Quoted passage
- - -

More states have added dental benefits to their Medicaid coverage for low-income residents in recent years. Idaho started coverage in 2018 and Delaware began in late 2020. But Tennessee and Alabama don’t provide dental coverage to adults — not even for painful emergencies.

Now Tennessee’s Republican governor, Bill Lee, who has resisted using federal money for Medicaid coverage under Obamacare, has proposed expanding dental benefits to all adults on Medicaid. The new coverage would extend to more than 600,000 people at roughly $75 million a year, according to Stephen Smith, director of Tennessee’s Medicaid program, known as TennCare.

State lawmakers still have to sign off on the plan, so leaders are pitching the dental coverage as a way to improve overall health and possibly save money from reducing other types of expensive treatment.

“We also know that we have a lot of visits to the emergency room,” Smith said.

The state spent $10 million in 2019 on patients showing up to the hospital because of tooth pain or another oral health crisis, Smith said. Many times, hospitals can only offer pain medication — occasionally, with opioids.

But adding so many new patients at once presents a workforce problem.

The dentist shortage touches virtually every state, according to tracking by the Kaiser Family Foundation. But it’s largely a rural issue, with roughly 60% of the shortage areas in rural communities.

Dentists take on so much debt in school — now, more than $300,000 on average — that it can be hard for them to justify setting up shop in a small town with fewer insured patients around. Many prefer to be in the suburbs where more people have private insurance.

To compensate, Tennessee plans to pump nearly $100 million into the state’s two dental schools over five years so they can expand class sizes and offer to pay off student loans for those who go to high-need areas. 

Dentists helped craft the plan and are generally supportive. But Dr. Jeannie Beauchamp, the president of the American Academy of Pediatric Dentistry and a dentist in Clarksville, Tennessee, said the low rate of reimbursement from Medicaid patients still has to be resolved. 

“You could not have a practice that you have more than 35%, 40% of your patients … Medicaid patients … you’d go broke,” she said.

So some new dentists may not stay long in those rural communities and find their way back to the suburbs if Medicaid payments don’t increase, she said. But there’s recognition that low reimbursement rates are part of the problem, so Tennessee leaders are also trying to raise what Medicaid pays dentists for doing the work.

- - -

[Collected data]
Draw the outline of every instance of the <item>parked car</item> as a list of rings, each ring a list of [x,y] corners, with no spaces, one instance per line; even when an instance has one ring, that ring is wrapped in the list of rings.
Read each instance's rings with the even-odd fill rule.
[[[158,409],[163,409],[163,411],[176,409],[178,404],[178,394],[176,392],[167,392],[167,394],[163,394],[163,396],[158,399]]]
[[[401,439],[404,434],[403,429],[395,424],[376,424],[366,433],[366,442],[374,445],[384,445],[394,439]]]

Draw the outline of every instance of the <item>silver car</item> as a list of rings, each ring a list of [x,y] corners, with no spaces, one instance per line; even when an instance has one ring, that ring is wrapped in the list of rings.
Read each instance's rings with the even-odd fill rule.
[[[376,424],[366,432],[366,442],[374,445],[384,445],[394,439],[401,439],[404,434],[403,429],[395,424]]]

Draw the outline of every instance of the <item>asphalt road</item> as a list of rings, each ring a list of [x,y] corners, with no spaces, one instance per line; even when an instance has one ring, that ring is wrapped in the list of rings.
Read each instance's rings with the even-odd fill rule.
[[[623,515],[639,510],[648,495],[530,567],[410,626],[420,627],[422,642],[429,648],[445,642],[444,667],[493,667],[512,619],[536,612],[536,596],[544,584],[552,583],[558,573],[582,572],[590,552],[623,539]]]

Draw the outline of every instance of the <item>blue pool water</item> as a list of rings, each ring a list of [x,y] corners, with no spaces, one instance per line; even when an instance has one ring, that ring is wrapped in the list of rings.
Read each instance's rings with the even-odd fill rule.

- - -

Print the part of the article on Tennessee's Medicaid dental coverage from "The state spent" up to and including "have private insurance.". Rely only on the article on Tennessee's Medicaid dental coverage.

Finished task
The state spent $10 million in 2019 on patients showing up to the hospital because of tooth pain or another oral health crisis, Smith said. Many times, hospitals can only offer pain medication — occasionally, with opioids.

But adding so many new patients at once presents a workforce problem.

The dentist shortage touches virtually every state, according to tracking by the Kaiser Family Foundation. But it’s largely a rural issue, with roughly 60% of the shortage areas in rural communities.

Dentists take on so much debt in school — now, more than $300,000 on average — that it can be hard for them to justify setting up shop in a small town with fewer insured patients around. Many prefer to be in the suburbs where more people have private insurance.